* [TEXTE]:
Mario Bava dirige Vincent Price et des dizaines de robots sexy en bikini dans cette seconde aventure du diabolique docteur Goldfoot…

LE SPIE VENGONO DAL SEMIFREDDO / DR. GOLDFOOT AND THE GIRL BOMBS

                                 

1966 – ITALIE

 

Réalisé par Mario Bava

 

Avec Vincent Price, Fabian, Franco Franchi, Ciccio Ingrassia, Francesco Mulè, Laura Antonelli, Ennio Antonelli, Frankie Avalon, Susan Hart

 

THEMA ROBOTS I ESPIONNAGE ET SCIENCE-FICTION I SUPER-VILAINS

Sans être un triomphe phénoménal, Dr Goldfoot and the Bikini Machine remporta un certain succès populaire, notamment en Europe. L’idée d’une suite germe donc chez les dirigeants d’American International Pictures, qui décident de la produire en Italie pour réduire les coûts et profiter de la vogue européenne dont bénéficie alors le super-vilain incarné par Vincent Price. Pour mettre en scène ce second épisode, le nom de Mario Bava s’impose naturellement, même si son univers semble à priori très éloigné des délires du premier film. Mais A.I.P. a produit plusieurs de ses longs-métrages, le co-producteur Fulvio Lucisano le connaît bien et sa capacité à bricoler des effets spéciaux efficaces avec des budgets réduits semble un atout précieux. Les choses commencent à se compliquer lorsque le producteur James Nicholson sollicite le duo comique Franco Franchi et Ciccio Ingrassia. Très populaires en Italie mais inconnus dans le reste du monde, tous deux viennent de jouer dans Due mafiosi contro Goldginger, une parodie de Goldfinger que le public transalpin a beaucoup aimée. L’idée de Nicholson est donc de leur donner la vedette pour faire d’une pierre deux coups : à la fois une suite de Dr Goldfoot et de Goldginger. Cette idée bizarre va entraîner beaucoup de confusions pendant le tournage, qui vire rapidement au chaos. Les tensions sur le plateau (Vincent Price n’apprécie que moyennement les deux comiques de service, Mario Bava ne s’entend pas du tout avec Laura Antonelli) n’arrangeront rien.

* [DONNÉES]:

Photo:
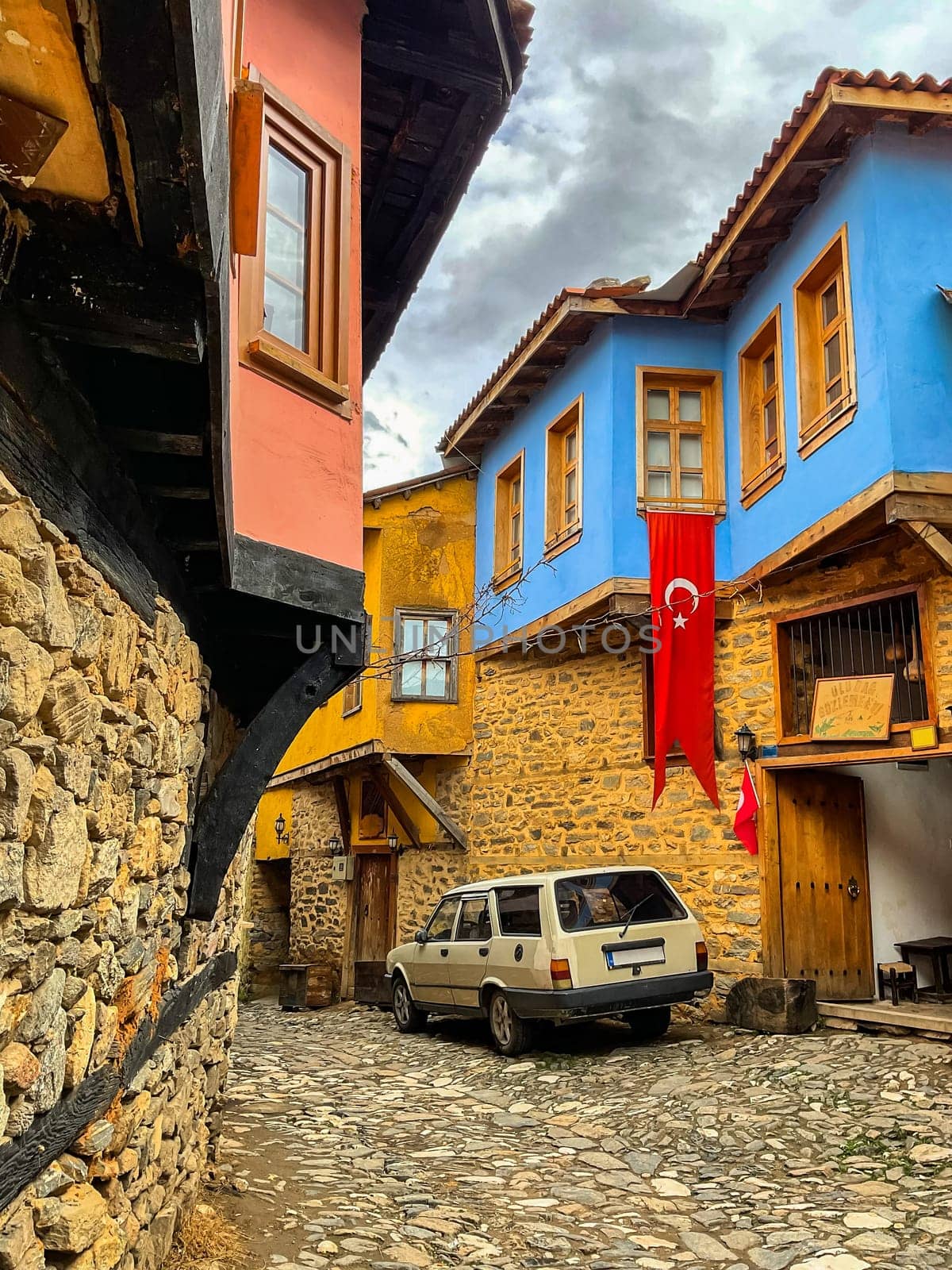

* [VOS TÂCHES]:
[1] Réécrivez sous forme de liste le paragraphe du texte qui commence par « Sans être un triomphe phénoménal », en conservant ses faits principaux.
[2] Répondez aux questions suivantes à l'aide du texte.
(a) En quelle année et dans quel pays le film a-t-il été réalisé ?
(b) Dans quel film Franco Franchi et Ciccio Ingrassia venaient-ils de jouer ?
(c) Avec quelle actrice Mario Bava ne s'entendait-il pas du tout ?

* [RÉPONSES PAR TÂCHE]:
[1]
- Dr Goldfoot and the Bikini Machine connaît un certain succès populaire, surtout en Europe.
- American International Pictures décide d'en produire une suite en Italie pour réduire les coûts et profiter de la vogue européenne du super-vilain joué par Vincent Price.
- Mario Bava est choisi pour la réalisation : A.I.P. a produit plusieurs de ses films, le co-producteur Fulvio Lucisano le connaît bien, et il sait créer des effets spéciaux efficaces avec peu de moyens.
- Le producteur James Nicholson fait appel au duo comique Franco Franchi et Ciccio Ingrassia, très populaires en Italie mais inconnus ailleurs, qui viennent de tourner Due mafiosi contro Goldginger, une parodie de Goldfinger.
- Nicholson veut leur donner la vedette pour faire du film à la fois une suite de Dr Goldfoot et de Goldginger.
- Cette idée provoque beaucoup de confusions et le tournage vire au chaos.
- Les tensions aggravent la situation : Vincent Price apprécie peu les deux comiques, et Mario Bava ne s'entend pas avec Laura Antonelli.

[2]
(a) En 1966, en Italie.
(b) Dans Due mafiosi contro Goldginger.
(c) Avec Laura Antonelli.